:: Things to do ::
a. In the text on family law arbitration, which body must accredit a family law arbitrator?
b. Reproduce a passage from the text on family law arbitration, beginning at the words "If you and your" and stopping after "lawyers during arbitration.".
— Start Text passage —
If you and your partner can’t agree on how to resolve some or all of your family matters, you can have them decided by an arbitrator who acts like a judge. The arbitrator listens to the position of each party and makes a decision that is legally binding. Both of you must agree to have the arbitration. Some arbitrators do mediation before arbitration.
Family law arbitrators
Before a family law arbitrator begins to listen to each side of the story, everyone must agree on:
- what the issues are,
- what rules will apply to make sure each of you has the opportunity to be heard,
- financial disclosure ,
- whether experts are needed, and
- how the arbitrator will be paid.
The family law arbitrator will then make a written decision that is legally binding and enforceable by the court. Usually, parties are represented by their own lawyers during arbitration.
For more information and to find a family law arbitrator, contact the BC Arbitration and Mediation Institute. You’ll have to ask for an arbitrator who handles family issues. The family law arbitrator must be accredited with the Law Society of BC. You can also use the Canadian Bar Association's Lawyer Referral Service.
— End Text passage —
— Start Source data —
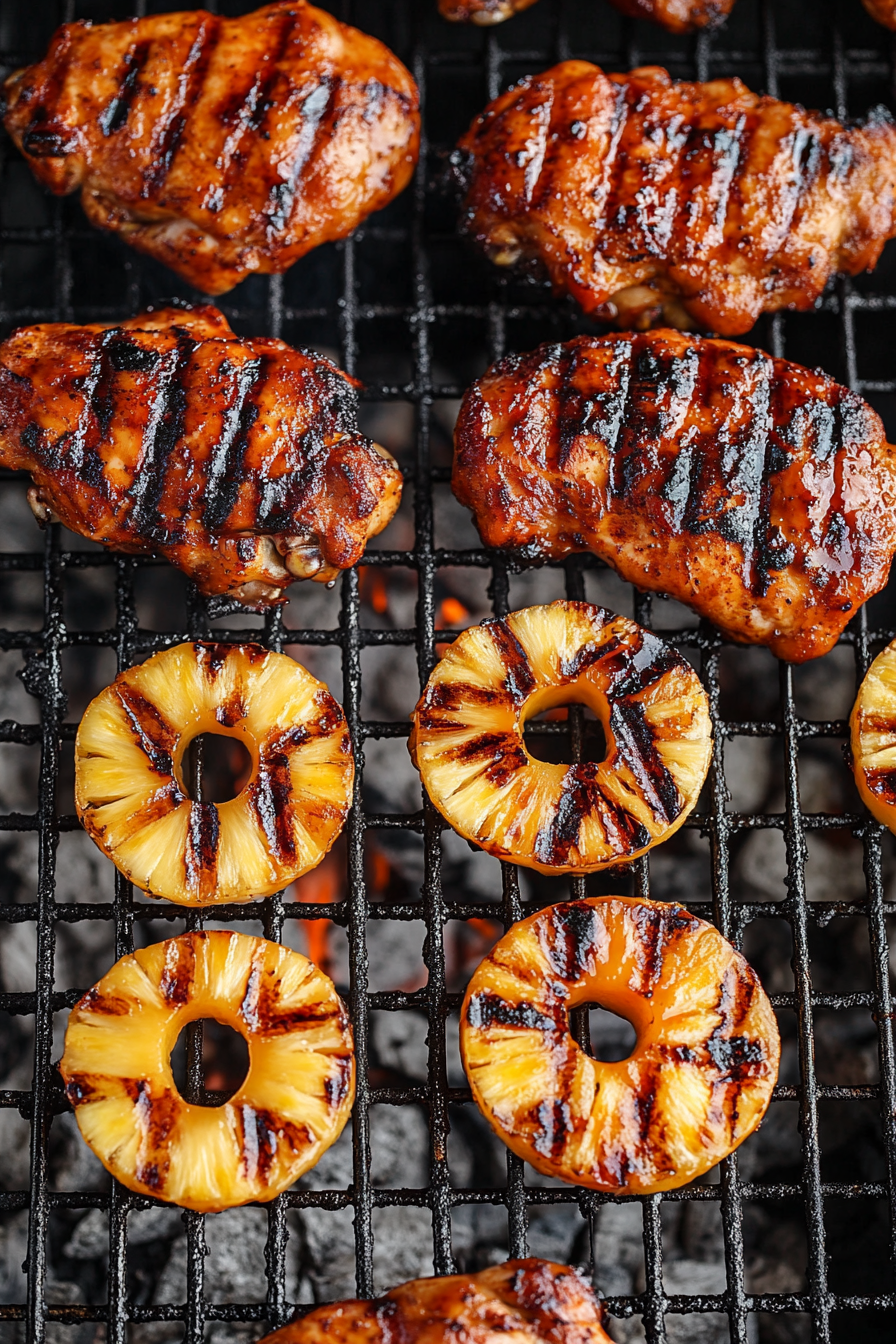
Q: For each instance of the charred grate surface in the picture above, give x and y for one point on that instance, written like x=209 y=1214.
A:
x=411 y=312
— End Source data —
:: Results for the exercise ::
a. The Law Society of BC.

b.
If you and your partner can’t agree on how to resolve some or all of your family matters, you can have them decided by an arbitrator who acts like a judge. The arbitrator listens to the position of each party and makes a decision that is legally binding. Both of you must agree to have the arbitration. Some arbitrators do mediation before arbitration.
Family law arbitrators
Before a family law arbitrator begins to listen to each side of the story, everyone must agree on:
- what the issues are,
- what rules will apply to make sure each of you has the opportunity to be heard,
- financial disclosure ,
- whether experts are needed, and
- how the arbitrator will be paid.
The family law arbitrator will then make a written decision that is legally binding and enforceable by the court. Usually, parties are represented by their own lawyers during arbitration.